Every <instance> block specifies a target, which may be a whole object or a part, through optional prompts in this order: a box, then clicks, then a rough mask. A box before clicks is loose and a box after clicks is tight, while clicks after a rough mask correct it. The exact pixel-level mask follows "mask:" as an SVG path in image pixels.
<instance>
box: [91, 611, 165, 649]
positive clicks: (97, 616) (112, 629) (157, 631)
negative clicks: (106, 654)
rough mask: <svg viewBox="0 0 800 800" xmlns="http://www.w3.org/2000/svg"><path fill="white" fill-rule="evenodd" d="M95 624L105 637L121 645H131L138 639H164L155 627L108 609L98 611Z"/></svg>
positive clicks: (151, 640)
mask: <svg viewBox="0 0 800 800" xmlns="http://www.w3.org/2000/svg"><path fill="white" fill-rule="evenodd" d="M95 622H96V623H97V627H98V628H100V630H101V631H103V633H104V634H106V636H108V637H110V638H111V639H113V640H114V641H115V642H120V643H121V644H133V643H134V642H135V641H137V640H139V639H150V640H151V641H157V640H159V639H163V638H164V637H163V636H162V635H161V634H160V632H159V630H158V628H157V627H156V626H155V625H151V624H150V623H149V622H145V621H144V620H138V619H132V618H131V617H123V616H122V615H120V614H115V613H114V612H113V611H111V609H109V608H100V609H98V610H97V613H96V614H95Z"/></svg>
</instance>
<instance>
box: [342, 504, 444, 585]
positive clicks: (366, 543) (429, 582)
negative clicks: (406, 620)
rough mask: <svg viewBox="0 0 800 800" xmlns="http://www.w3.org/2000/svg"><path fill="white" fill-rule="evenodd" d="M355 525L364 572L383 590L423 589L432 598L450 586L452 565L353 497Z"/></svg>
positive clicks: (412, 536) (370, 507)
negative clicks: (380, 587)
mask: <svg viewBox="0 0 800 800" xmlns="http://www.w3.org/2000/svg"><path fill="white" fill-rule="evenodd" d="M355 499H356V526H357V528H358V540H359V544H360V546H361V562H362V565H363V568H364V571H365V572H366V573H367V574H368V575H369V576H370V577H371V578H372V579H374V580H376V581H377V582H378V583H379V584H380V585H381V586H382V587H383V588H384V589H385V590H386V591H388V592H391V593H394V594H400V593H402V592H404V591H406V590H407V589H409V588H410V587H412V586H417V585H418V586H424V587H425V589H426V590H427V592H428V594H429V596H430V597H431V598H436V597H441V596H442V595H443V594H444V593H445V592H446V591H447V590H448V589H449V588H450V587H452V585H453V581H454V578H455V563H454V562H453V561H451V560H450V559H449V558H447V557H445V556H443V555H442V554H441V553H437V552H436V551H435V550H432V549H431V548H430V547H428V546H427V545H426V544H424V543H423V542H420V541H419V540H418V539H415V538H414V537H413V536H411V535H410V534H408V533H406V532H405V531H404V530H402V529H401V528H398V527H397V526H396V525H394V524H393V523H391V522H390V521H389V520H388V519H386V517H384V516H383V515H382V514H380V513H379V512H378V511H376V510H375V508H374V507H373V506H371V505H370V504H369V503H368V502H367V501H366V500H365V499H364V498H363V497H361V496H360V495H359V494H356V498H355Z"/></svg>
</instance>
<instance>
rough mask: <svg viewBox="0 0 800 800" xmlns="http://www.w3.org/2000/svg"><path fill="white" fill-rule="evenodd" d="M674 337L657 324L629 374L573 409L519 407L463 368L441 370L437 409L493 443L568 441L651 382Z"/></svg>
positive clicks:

Task directions:
Starting at the beginning of the entries and continuing through the line with "positive clicks: (412, 536) (370, 507)", rewrite those lines as a numbered list and omit any blank lines.

Answer:
1. Every <instance> block specifies a target, which may be a whole object or a part, through optional prompts in this order: a box, then clicks, then a rough mask. A box before clicks is loose and a box after clicks is tight, while clicks after a rough mask correct it. The exact pixel-level mask follows "mask:" as an SVG path in image pixels.
2. <instance>
3. box: [91, 611, 165, 649]
4. positive clicks: (97, 616) (112, 629) (157, 631)
5. negative clicks: (106, 654)
6. rough mask: <svg viewBox="0 0 800 800" xmlns="http://www.w3.org/2000/svg"><path fill="white" fill-rule="evenodd" d="M95 624L105 637L121 645H131L138 639H164L155 627L108 609L98 611Z"/></svg>
7. positive clicks: (151, 640)
8. mask: <svg viewBox="0 0 800 800" xmlns="http://www.w3.org/2000/svg"><path fill="white" fill-rule="evenodd" d="M95 622H96V623H97V627H98V628H100V630H101V631H103V633H104V634H106V636H108V637H110V638H111V639H113V640H114V641H115V642H120V643H121V644H133V643H134V642H135V641H137V640H139V639H150V640H151V641H157V640H159V639H163V638H164V637H163V636H162V635H161V634H160V632H159V630H158V628H157V627H156V626H155V625H151V624H150V623H149V622H145V621H144V620H138V619H132V618H131V617H123V616H122V615H120V614H115V613H114V612H113V611H111V609H109V608H100V609H98V610H97V613H96V614H95Z"/></svg>
9. </instance>
10. <instance>
11. box: [342, 504, 444, 585]
12. positive clicks: (366, 543) (429, 582)
13. negative clicks: (406, 620)
14. rough mask: <svg viewBox="0 0 800 800" xmlns="http://www.w3.org/2000/svg"><path fill="white" fill-rule="evenodd" d="M355 525L364 572L383 590L423 589L432 598L450 586L452 565L353 497Z"/></svg>
15. positive clicks: (412, 536) (370, 507)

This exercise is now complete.